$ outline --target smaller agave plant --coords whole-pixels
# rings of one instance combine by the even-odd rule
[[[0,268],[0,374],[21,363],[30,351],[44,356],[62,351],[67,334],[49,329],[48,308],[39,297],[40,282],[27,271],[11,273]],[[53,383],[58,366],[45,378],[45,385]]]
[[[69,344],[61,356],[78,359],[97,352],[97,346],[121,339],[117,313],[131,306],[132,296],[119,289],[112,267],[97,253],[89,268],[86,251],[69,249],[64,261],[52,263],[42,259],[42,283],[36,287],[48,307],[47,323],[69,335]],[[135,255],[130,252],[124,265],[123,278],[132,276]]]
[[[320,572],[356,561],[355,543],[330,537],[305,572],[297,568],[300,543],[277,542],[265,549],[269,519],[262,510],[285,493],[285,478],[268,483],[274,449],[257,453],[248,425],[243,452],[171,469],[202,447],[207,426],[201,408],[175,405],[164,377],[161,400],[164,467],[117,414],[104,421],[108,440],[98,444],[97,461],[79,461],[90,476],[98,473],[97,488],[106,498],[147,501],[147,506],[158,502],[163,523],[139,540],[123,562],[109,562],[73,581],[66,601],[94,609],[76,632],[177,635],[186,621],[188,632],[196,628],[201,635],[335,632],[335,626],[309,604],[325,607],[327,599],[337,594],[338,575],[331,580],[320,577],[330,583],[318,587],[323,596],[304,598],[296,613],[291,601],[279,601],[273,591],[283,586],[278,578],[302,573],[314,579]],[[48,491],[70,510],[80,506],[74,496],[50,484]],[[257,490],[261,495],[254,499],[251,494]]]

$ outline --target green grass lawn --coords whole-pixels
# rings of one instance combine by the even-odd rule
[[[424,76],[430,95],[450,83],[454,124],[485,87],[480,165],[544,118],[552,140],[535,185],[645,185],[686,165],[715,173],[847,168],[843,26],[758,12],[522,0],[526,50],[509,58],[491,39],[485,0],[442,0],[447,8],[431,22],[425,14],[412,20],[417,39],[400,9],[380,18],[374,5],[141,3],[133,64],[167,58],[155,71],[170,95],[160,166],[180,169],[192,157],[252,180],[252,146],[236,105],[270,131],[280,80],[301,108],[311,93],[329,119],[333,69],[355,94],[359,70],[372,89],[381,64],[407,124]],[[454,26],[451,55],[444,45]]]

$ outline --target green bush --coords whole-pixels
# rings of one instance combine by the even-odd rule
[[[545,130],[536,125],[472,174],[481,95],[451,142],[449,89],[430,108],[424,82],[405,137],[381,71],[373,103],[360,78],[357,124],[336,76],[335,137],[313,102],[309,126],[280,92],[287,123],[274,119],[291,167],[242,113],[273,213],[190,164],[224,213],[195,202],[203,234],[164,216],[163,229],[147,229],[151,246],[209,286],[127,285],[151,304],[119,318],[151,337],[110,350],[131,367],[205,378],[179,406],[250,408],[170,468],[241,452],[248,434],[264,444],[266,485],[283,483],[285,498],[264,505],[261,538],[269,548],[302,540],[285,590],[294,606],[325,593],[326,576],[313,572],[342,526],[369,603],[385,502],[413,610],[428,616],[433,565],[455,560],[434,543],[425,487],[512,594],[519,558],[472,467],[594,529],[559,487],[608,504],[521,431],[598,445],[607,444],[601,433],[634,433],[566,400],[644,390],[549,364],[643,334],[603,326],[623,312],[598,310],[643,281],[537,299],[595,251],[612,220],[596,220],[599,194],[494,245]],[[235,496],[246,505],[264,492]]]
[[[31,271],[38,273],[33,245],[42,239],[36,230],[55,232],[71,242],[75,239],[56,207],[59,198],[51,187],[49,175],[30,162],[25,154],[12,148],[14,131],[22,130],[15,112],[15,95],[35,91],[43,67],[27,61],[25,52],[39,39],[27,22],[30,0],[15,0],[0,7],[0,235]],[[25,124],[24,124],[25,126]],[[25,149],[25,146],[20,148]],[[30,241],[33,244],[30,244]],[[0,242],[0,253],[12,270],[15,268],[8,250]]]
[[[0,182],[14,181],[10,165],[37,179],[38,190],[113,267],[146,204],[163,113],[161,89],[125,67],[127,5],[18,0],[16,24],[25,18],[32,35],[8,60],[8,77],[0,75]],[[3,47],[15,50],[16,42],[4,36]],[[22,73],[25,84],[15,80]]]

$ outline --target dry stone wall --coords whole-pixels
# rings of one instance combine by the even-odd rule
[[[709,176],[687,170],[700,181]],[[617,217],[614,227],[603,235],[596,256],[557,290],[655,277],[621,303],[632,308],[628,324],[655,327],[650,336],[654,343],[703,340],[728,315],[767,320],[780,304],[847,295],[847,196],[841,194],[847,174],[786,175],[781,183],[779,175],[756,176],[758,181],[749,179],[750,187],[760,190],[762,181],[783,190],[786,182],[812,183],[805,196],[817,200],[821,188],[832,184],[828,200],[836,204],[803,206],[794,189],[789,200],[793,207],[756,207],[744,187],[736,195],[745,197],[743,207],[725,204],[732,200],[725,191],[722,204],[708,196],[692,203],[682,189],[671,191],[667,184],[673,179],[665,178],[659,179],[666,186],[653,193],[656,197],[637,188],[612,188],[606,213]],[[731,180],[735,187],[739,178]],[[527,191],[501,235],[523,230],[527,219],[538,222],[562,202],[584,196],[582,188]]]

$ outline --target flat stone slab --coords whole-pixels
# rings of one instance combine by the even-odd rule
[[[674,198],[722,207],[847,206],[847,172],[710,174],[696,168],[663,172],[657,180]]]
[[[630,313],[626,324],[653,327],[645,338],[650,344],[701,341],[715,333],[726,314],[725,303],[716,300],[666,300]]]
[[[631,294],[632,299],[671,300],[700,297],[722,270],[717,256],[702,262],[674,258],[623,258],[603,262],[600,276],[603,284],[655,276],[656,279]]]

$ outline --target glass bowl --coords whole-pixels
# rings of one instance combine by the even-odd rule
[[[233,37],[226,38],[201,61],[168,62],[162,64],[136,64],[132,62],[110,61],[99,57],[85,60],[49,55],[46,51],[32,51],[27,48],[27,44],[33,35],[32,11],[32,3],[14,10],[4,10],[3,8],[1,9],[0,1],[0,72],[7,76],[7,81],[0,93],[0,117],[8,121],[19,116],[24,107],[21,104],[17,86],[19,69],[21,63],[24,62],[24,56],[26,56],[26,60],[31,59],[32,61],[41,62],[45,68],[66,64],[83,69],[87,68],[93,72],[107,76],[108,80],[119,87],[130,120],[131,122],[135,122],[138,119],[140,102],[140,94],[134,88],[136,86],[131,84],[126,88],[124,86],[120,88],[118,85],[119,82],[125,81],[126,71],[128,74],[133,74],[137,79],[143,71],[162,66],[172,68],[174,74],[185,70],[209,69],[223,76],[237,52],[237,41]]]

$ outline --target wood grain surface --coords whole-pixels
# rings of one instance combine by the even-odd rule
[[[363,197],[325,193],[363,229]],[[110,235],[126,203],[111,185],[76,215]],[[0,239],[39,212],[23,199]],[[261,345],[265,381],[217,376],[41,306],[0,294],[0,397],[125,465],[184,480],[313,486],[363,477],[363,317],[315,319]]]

» **Given problem**
Format every line of the entries above as a JSON array of strings, one string per line, skipping blank lines.

» **Exercise output**
[
  "$ outline --target smaller agave plant --coords whole-pixels",
  "# rings of one instance combine by the even-odd rule",
  "[[[0,268],[0,374],[21,363],[30,351],[44,356],[62,351],[67,334],[49,329],[48,308],[39,297],[40,282],[27,271],[11,273]],[[53,383],[58,366],[45,378],[45,385]]]",
  "[[[69,344],[61,356],[78,359],[97,352],[97,346],[121,339],[117,313],[131,306],[132,296],[119,289],[112,267],[97,253],[89,268],[86,251],[69,249],[64,261],[52,263],[42,259],[42,283],[36,287],[48,307],[47,323],[69,335]],[[135,255],[130,252],[124,265],[123,278],[132,276]]]",
  "[[[320,572],[356,561],[355,543],[330,537],[305,572],[297,568],[300,543],[277,542],[265,549],[269,519],[262,510],[285,493],[285,478],[268,483],[274,449],[257,453],[248,425],[243,452],[171,469],[202,447],[207,426],[201,408],[175,405],[164,377],[161,400],[164,467],[117,414],[104,421],[108,440],[98,444],[97,461],[79,461],[90,476],[98,473],[97,488],[106,498],[147,501],[147,506],[158,502],[163,523],[139,540],[123,562],[109,562],[73,581],[66,601],[94,609],[76,632],[177,635],[186,621],[188,632],[196,628],[201,635],[335,632],[335,626],[309,604],[325,607],[327,599],[337,594],[338,575],[331,580],[320,577],[330,583],[318,587],[323,596],[304,598],[296,613],[291,601],[279,601],[273,591],[283,586],[278,578],[302,573],[314,579]],[[48,491],[70,510],[80,506],[74,496],[50,484]],[[257,490],[261,495],[254,499],[251,494]]]",
  "$ outline --target green grass lawn --coords whole-pixels",
  "# rings of one instance combine by the even-odd rule",
  "[[[424,76],[430,95],[450,83],[454,124],[485,87],[480,165],[544,118],[552,140],[535,185],[645,185],[686,165],[715,173],[847,168],[843,26],[758,12],[522,0],[526,50],[509,58],[491,39],[485,0],[442,0],[447,8],[431,22],[425,14],[412,20],[417,39],[400,9],[380,18],[374,5],[141,3],[133,64],[167,58],[155,71],[170,95],[160,166],[180,169],[192,157],[252,180],[252,146],[236,105],[270,131],[280,80],[301,108],[311,93],[329,119],[333,69],[355,94],[359,70],[372,89],[381,64],[407,124]],[[454,26],[451,55],[444,45]]]",
  "$ outline --target green bush --coords whole-pixels",
  "# rings of one instance combine by the even-odd rule",
  "[[[545,130],[536,125],[472,174],[481,95],[451,142],[449,89],[430,108],[424,82],[405,137],[381,71],[373,103],[360,78],[357,124],[336,76],[335,137],[313,102],[309,126],[280,92],[287,123],[274,119],[291,167],[242,113],[273,213],[190,164],[224,213],[195,202],[203,234],[164,216],[163,229],[147,229],[151,246],[209,286],[127,285],[151,304],[119,318],[151,337],[110,350],[131,367],[205,378],[179,406],[250,408],[170,468],[241,452],[248,434],[264,444],[266,485],[283,483],[285,498],[264,505],[261,538],[269,548],[302,540],[285,590],[294,606],[325,593],[326,576],[313,572],[342,526],[369,603],[385,502],[413,610],[428,616],[433,565],[455,560],[434,543],[425,487],[512,594],[519,558],[472,467],[594,529],[559,487],[608,504],[521,431],[598,445],[607,444],[601,433],[634,433],[566,400],[644,390],[549,364],[643,334],[603,326],[623,312],[598,310],[643,281],[537,299],[595,251],[612,220],[596,220],[599,194],[494,245]],[[235,496],[246,505],[264,492]]]",
  "[[[31,271],[38,273],[33,245],[42,239],[36,230],[55,232],[71,242],[75,239],[56,207],[59,198],[51,187],[49,175],[30,162],[25,154],[12,148],[14,131],[22,130],[15,112],[15,95],[35,91],[43,67],[27,61],[25,52],[39,39],[27,22],[30,0],[15,0],[0,7],[0,235]],[[25,124],[24,124],[25,126]],[[25,149],[25,146],[20,148]],[[30,241],[33,244],[30,244]],[[0,242],[0,253],[12,270],[15,268],[8,250]]]",
  "[[[0,182],[14,181],[10,165],[37,179],[38,190],[113,267],[146,204],[163,113],[161,89],[125,67],[127,5],[18,0],[16,24],[25,18],[32,35],[8,60],[8,77],[0,75]],[[3,47],[15,50],[16,42],[4,36]],[[22,73],[25,84],[15,80]]]",
  "$ outline --target dry stone wall --coords whole-pixels",
  "# rings of one instance combine by the even-odd rule",
  "[[[709,176],[687,170],[700,181]],[[617,217],[614,227],[603,235],[596,256],[557,290],[655,277],[621,303],[632,308],[628,324],[655,327],[650,336],[654,343],[703,340],[728,315],[767,320],[780,304],[847,295],[847,196],[841,194],[847,174],[786,175],[781,183],[779,175],[756,176],[758,181],[749,179],[750,187],[760,190],[762,181],[783,190],[786,182],[812,183],[805,196],[817,200],[821,188],[832,184],[828,200],[836,204],[803,206],[794,189],[789,200],[793,207],[756,207],[744,187],[736,195],[745,197],[743,207],[725,204],[732,200],[725,191],[722,204],[708,196],[692,203],[682,189],[671,191],[667,184],[673,179],[665,178],[659,179],[666,186],[653,193],[656,197],[637,188],[612,188],[606,213]],[[731,180],[735,187],[739,178]],[[527,191],[501,235],[523,230],[527,219],[538,222],[562,202],[584,196],[582,188]]]",
  "$ outline --target flat stone slab --coords whole-pixels",
  "# rings of one instance combine by the even-odd rule",
  "[[[674,198],[722,207],[847,206],[847,172],[710,174],[696,168],[663,172],[657,180]]]",
  "[[[630,313],[626,324],[653,327],[645,338],[650,344],[701,341],[715,333],[726,314],[725,303],[716,300],[666,300]]]",
  "[[[631,294],[632,299],[671,300],[700,297],[722,270],[717,256],[702,262],[674,258],[623,258],[603,262],[600,276],[603,284],[655,276],[656,279]]]",
  "$ outline --target glass bowl --coords whole-pixels",
  "# rings of one instance combine by the even-odd rule",
  "[[[233,37],[226,38],[201,61],[168,62],[162,64],[136,64],[132,62],[110,61],[99,57],[85,60],[49,55],[46,51],[32,51],[27,48],[27,44],[33,35],[32,11],[32,3],[14,10],[4,10],[3,8],[1,9],[0,1],[0,72],[7,76],[7,81],[0,93],[0,117],[8,121],[19,116],[24,107],[21,104],[17,86],[19,69],[21,63],[24,62],[24,56],[26,56],[26,60],[31,59],[32,61],[41,62],[45,68],[66,64],[83,69],[87,68],[93,72],[107,76],[108,80],[119,87],[130,120],[131,122],[135,122],[138,119],[140,102],[140,94],[134,88],[136,86],[131,84],[126,88],[124,86],[120,88],[118,85],[119,82],[125,81],[126,71],[128,74],[133,74],[137,79],[143,71],[162,66],[172,68],[174,74],[185,70],[209,69],[223,76],[237,52],[237,41]]]",
  "$ outline --target wood grain surface --coords whole-pixels",
  "# rings of one instance combine by the even-odd rule",
  "[[[363,197],[325,193],[363,229]],[[110,235],[126,203],[111,185],[76,215]],[[0,239],[39,212],[23,199]],[[261,345],[265,381],[217,376],[41,306],[0,294],[0,397],[125,465],[184,480],[313,486],[363,477],[363,317],[315,319]]]"
]